Saved entries:
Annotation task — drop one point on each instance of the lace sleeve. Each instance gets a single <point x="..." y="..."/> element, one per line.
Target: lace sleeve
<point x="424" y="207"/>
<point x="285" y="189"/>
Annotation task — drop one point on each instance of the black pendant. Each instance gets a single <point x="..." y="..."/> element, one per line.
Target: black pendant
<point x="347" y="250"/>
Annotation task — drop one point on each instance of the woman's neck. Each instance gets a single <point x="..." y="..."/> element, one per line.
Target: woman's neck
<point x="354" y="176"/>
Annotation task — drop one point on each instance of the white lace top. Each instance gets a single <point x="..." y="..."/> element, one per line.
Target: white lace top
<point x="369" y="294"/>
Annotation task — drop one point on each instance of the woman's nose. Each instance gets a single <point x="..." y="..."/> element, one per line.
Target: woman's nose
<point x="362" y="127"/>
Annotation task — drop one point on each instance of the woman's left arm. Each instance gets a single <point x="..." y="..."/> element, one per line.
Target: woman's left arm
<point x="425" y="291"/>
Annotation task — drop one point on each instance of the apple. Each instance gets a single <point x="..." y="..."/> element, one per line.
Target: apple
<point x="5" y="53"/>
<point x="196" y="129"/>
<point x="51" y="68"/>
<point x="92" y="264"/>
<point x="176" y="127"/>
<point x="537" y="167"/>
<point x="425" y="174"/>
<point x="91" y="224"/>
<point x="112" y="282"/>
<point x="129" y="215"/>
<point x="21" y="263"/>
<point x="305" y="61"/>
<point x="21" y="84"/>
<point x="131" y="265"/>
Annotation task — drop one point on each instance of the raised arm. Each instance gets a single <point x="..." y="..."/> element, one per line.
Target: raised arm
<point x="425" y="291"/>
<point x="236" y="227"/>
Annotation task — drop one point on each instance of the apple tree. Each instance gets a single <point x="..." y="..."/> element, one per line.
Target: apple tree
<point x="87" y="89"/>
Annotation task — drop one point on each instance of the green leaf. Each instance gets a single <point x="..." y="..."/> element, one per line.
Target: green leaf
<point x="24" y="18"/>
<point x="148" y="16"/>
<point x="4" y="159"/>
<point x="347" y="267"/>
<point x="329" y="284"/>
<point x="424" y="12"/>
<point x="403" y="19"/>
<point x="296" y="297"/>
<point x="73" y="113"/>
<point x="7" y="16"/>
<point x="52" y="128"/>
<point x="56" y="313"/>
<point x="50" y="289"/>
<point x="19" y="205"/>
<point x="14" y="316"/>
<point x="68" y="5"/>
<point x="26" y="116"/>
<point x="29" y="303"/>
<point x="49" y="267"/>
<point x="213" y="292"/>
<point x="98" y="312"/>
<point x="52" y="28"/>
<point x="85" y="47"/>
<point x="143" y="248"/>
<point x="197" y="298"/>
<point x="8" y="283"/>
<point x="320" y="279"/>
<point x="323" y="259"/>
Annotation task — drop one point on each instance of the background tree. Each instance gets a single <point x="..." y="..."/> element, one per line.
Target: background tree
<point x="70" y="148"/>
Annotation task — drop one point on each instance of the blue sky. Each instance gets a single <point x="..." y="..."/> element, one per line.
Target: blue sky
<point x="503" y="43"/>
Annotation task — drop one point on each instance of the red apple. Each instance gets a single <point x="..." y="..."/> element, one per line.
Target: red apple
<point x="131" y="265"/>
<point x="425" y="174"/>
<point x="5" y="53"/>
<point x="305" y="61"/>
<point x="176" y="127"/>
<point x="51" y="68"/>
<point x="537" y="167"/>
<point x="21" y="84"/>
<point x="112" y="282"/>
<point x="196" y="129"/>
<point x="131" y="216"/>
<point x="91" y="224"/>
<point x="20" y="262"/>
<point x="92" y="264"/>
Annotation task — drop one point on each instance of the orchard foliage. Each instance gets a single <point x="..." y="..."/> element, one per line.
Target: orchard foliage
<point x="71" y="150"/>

Problem statement: From the line that has "Target: red apple" through the line that has "of the orchard", copy every line exactly as it appears above, and leave out all others.

Solution to this problem:
Target: red apple
<point x="131" y="265"/>
<point x="425" y="174"/>
<point x="5" y="53"/>
<point x="305" y="61"/>
<point x="176" y="127"/>
<point x="51" y="68"/>
<point x="537" y="167"/>
<point x="21" y="84"/>
<point x="112" y="282"/>
<point x="196" y="129"/>
<point x="131" y="216"/>
<point x="91" y="224"/>
<point x="20" y="262"/>
<point x="92" y="264"/>
Annotation task — drop one point on each instance of the orchard foliage. Each instance gets a single <point x="..." y="..."/> element, one per line.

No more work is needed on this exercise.